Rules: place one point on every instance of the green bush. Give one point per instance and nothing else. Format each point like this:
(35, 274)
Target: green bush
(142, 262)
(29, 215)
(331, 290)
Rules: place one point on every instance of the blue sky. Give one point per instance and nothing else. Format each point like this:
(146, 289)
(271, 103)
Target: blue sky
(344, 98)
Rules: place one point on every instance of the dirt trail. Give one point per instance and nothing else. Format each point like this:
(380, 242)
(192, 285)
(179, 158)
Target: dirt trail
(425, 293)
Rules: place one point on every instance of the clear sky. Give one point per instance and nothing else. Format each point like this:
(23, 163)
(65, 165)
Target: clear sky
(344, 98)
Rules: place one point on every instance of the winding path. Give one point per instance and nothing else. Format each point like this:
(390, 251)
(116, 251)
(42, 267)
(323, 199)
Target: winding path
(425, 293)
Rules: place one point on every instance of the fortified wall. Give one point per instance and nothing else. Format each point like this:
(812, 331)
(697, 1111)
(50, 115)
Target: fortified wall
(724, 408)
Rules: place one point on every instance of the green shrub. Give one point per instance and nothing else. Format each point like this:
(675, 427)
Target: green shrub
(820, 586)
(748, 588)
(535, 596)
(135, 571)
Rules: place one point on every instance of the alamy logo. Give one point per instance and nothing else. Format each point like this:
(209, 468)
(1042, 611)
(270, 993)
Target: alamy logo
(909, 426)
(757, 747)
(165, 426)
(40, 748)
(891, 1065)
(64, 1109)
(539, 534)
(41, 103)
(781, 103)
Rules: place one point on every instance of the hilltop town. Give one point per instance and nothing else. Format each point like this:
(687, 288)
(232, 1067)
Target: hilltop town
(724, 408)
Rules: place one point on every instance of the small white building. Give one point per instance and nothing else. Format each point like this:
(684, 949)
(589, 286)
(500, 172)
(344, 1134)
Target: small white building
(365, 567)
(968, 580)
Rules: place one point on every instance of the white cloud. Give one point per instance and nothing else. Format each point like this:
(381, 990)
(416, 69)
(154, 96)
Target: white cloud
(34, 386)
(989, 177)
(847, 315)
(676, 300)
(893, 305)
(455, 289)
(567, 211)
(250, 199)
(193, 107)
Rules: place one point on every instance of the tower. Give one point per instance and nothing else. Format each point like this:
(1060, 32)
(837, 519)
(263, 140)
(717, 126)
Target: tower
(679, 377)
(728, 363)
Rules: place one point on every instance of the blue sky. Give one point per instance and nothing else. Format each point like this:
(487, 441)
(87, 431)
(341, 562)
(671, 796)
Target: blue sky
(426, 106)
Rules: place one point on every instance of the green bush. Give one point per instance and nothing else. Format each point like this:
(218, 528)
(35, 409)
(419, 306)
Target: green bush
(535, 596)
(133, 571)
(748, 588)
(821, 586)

* _Problem requirements_:
Repeat all of the data above word for word, line by line.

* _Expected answer_:
Rules: place one point on every instance of the green bush. Give one point per instance and nothing else. Format each point like this:
(35, 274)
Target: green bush
(142, 262)
(29, 215)
(331, 290)
Rules: place one point on every instance of the blue sky. Give one point per instance and nothing else. Format each point like this:
(146, 289)
(271, 103)
Target: blue sky
(344, 98)
Rules: place one point on every instance of the dirt trail. Give one point per instance and nothing else. Format each point like this:
(380, 242)
(192, 285)
(179, 158)
Target: dirt trail
(425, 293)
Rules: place one point on every instance of the clear sky. Give one point per instance and nothing else. Format each point like this:
(23, 163)
(65, 165)
Target: clear sky
(344, 98)
Rules: place one point on every instance of the winding path. Give one point per instance and nothing else. Format each point like this:
(390, 251)
(116, 251)
(42, 267)
(323, 199)
Target: winding path
(425, 293)
Rules: place one point on every instance of the fortified wall. Give one point per instance and nothing else. Format each point like this:
(812, 331)
(697, 1111)
(50, 115)
Target: fortified wall
(724, 408)
Rules: place one point on every instance of the green shrub. Give one point per instance and nothing else. Format each point like this:
(675, 427)
Target: green shrub
(820, 586)
(748, 588)
(535, 596)
(135, 571)
Rules: place one point on every instance of the alamy logo. Give one point per instance and nothing else. Format each point like this:
(209, 468)
(1042, 611)
(270, 993)
Target: alamy logo
(909, 426)
(757, 747)
(165, 426)
(40, 748)
(891, 1065)
(64, 1109)
(539, 534)
(41, 103)
(781, 103)
Rules: place one point on every instance of the hilltop town. Give one point per instance and nothing else. Format each point like this:
(687, 288)
(232, 1067)
Target: hilltop town
(724, 408)
Rules: place one point on every instance of the small white building. Give one point per instance and nothing else. Format each point like this:
(684, 949)
(589, 286)
(500, 172)
(344, 1134)
Target: small white building
(365, 567)
(968, 580)
Rules: place one point on every instance of the white cloud. Give one point per instance and nothing else. Format each point like this:
(381, 990)
(416, 69)
(154, 96)
Target: white cloud
(34, 386)
(989, 177)
(847, 315)
(676, 300)
(893, 305)
(455, 289)
(567, 211)
(250, 199)
(193, 107)
Rules: place one point on every instance of the tower. Give one point per instance and nothing else. Format each point like this:
(1060, 32)
(837, 519)
(263, 140)
(717, 126)
Target: tower
(679, 377)
(728, 363)
Rules: place one point on every instance of the blue sky. Give one point per instance and nothing else. Format each point like this:
(487, 441)
(87, 431)
(341, 562)
(671, 796)
Target: blue sky
(426, 106)
Rules: place one point on every instance of the green bush. Give one point per instance and nothing else. Format each point like this:
(218, 528)
(35, 409)
(419, 306)
Target: green bush
(535, 596)
(133, 571)
(748, 588)
(821, 586)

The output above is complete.